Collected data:
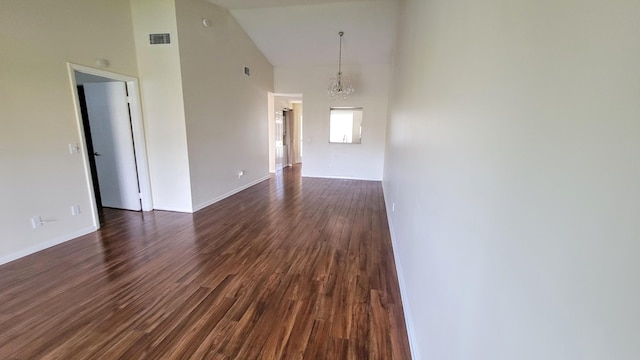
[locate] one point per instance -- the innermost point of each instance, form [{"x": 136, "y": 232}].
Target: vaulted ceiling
[{"x": 305, "y": 32}]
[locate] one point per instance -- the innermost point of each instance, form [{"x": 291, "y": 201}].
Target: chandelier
[{"x": 340, "y": 86}]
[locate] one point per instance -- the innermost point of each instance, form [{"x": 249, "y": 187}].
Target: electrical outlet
[
  {"x": 36, "y": 222},
  {"x": 74, "y": 148}
]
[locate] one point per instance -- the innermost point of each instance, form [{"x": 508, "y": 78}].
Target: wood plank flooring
[{"x": 292, "y": 268}]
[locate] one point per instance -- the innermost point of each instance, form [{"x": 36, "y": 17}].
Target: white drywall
[
  {"x": 513, "y": 163},
  {"x": 322, "y": 159},
  {"x": 226, "y": 110},
  {"x": 38, "y": 120},
  {"x": 162, "y": 104}
]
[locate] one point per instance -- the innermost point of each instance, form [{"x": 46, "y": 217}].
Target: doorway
[
  {"x": 286, "y": 133},
  {"x": 110, "y": 124}
]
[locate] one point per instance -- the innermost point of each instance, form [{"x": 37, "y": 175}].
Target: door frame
[{"x": 137, "y": 128}]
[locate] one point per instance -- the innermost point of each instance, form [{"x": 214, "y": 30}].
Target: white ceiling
[{"x": 291, "y": 34}]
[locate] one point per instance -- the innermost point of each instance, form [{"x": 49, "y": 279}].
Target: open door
[{"x": 112, "y": 140}]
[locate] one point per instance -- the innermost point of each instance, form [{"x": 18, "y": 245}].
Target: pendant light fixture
[{"x": 340, "y": 86}]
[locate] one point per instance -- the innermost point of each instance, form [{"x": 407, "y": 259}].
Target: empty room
[{"x": 319, "y": 179}]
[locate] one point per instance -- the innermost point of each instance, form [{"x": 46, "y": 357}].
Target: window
[{"x": 345, "y": 125}]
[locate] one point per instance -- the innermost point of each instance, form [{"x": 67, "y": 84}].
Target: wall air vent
[{"x": 155, "y": 39}]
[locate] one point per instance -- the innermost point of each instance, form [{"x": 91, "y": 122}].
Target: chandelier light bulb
[{"x": 340, "y": 86}]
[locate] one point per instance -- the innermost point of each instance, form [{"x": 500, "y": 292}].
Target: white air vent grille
[{"x": 155, "y": 39}]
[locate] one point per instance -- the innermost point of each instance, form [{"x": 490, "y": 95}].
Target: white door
[
  {"x": 110, "y": 124},
  {"x": 279, "y": 132}
]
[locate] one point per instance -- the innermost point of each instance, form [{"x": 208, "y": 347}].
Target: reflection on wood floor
[{"x": 290, "y": 268}]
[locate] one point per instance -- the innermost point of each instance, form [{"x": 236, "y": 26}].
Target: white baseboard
[
  {"x": 341, "y": 177},
  {"x": 44, "y": 245},
  {"x": 232, "y": 192},
  {"x": 408, "y": 319}
]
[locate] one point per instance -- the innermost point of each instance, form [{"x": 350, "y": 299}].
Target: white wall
[
  {"x": 39, "y": 177},
  {"x": 513, "y": 160},
  {"x": 322, "y": 159},
  {"x": 162, "y": 104},
  {"x": 226, "y": 111}
]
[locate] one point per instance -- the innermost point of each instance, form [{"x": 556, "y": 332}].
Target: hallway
[{"x": 289, "y": 268}]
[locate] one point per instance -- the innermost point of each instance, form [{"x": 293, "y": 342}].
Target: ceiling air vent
[{"x": 155, "y": 39}]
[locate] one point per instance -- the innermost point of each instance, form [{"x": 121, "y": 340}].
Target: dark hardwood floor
[{"x": 290, "y": 268}]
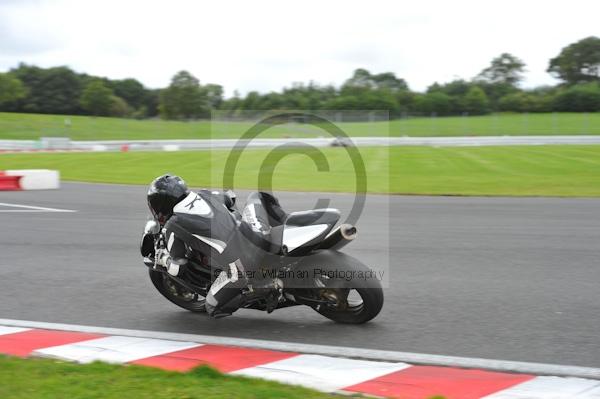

• Exercise prompt:
Every line above is to be given again exactly, apart from the pictures.

• Output of the task:
[locate] one point per instance -- the innermost point of each instance, form [{"x": 136, "y": 232}].
Target: vaulted ceiling
[{"x": 305, "y": 32}]
[locate] one point per instance -- the innermost point of each instance, form [{"x": 291, "y": 201}].
Target: chandelier
[{"x": 340, "y": 86}]
[locate] one point per instance -- the innermost point of each instance, form [{"x": 249, "y": 187}].
Target: electrical outlet
[
  {"x": 36, "y": 222},
  {"x": 74, "y": 148}
]
[locate] one point per instance -- the innermost point of each instance, form [{"x": 508, "y": 78}].
Target: wood plank flooring
[{"x": 292, "y": 268}]
[locate] one point per instance -- the innermost point of each instance, form [{"x": 36, "y": 17}].
Target: white drywall
[
  {"x": 513, "y": 163},
  {"x": 322, "y": 159},
  {"x": 226, "y": 110},
  {"x": 38, "y": 120},
  {"x": 162, "y": 104}
]
[locate] one point per instance -- the innermost point of each instance, form [{"x": 46, "y": 217}].
Target: doorway
[
  {"x": 286, "y": 133},
  {"x": 110, "y": 124}
]
[locate] one point per instance -- the innermost point of each instance, form [{"x": 37, "y": 175}].
Target: door frame
[{"x": 137, "y": 128}]
[locate] one point per instance -- the innermost point of each instance, form [{"x": 214, "y": 30}].
Target: white ceiling
[{"x": 291, "y": 34}]
[locate] one point per instance -- the innermost point of each instance, form [{"x": 49, "y": 279}].
Target: open door
[{"x": 112, "y": 140}]
[locate] one point per instance -- the innermost point of each instance, form [{"x": 18, "y": 245}].
Target: pendant light fixture
[{"x": 340, "y": 86}]
[locate] one point per instance -- the innermost point of each instance, form [{"x": 407, "y": 259}].
Target: empty room
[{"x": 319, "y": 179}]
[locate] one point per instance -- the innermost point of each instance, form [{"x": 46, "y": 357}].
Target: window
[{"x": 345, "y": 125}]
[locate] one point per instance -- the innermost point of each instance, form [{"x": 67, "y": 84}].
Target: wall air vent
[{"x": 155, "y": 39}]
[locate] one point per instance -- the innermost point of each instance, form [{"x": 91, "y": 122}].
Target: chandelier light bulb
[{"x": 340, "y": 86}]
[locate] one point per instance -- the innermost point of each instance, form [{"x": 500, "y": 292}].
Target: white air vent grille
[{"x": 155, "y": 39}]
[locate] one point per instance -- the innermost point of each instance, form [{"x": 490, "y": 95}].
Target: white door
[
  {"x": 110, "y": 124},
  {"x": 279, "y": 132}
]
[locate] one point per instance -- the innermost point of each instance, form [{"x": 208, "y": 347}].
Target: reflection on wood floor
[{"x": 290, "y": 268}]
[locate] one point per instance -- the innermost point of each instance, form [{"x": 236, "y": 26}].
Target: white baseboard
[
  {"x": 341, "y": 177},
  {"x": 44, "y": 245},
  {"x": 232, "y": 192},
  {"x": 408, "y": 319}
]
[locate] one point per instance -- the innermost point of each instance, form [{"x": 350, "y": 299}].
Target: white wall
[
  {"x": 39, "y": 177},
  {"x": 513, "y": 160},
  {"x": 322, "y": 159},
  {"x": 162, "y": 104},
  {"x": 226, "y": 111}
]
[locate] one point per instance -- the innermost point of each instance, form [{"x": 556, "y": 332}].
Target: hallway
[{"x": 289, "y": 268}]
[locate] one point per instance -- the innermost point of each instance, form [{"x": 293, "y": 342}].
Target: ceiling air vent
[{"x": 155, "y": 39}]
[locate] one point per instance -- the innermost point of each instance, form [{"x": 121, "y": 340}].
Target: dark hardwood floor
[{"x": 290, "y": 268}]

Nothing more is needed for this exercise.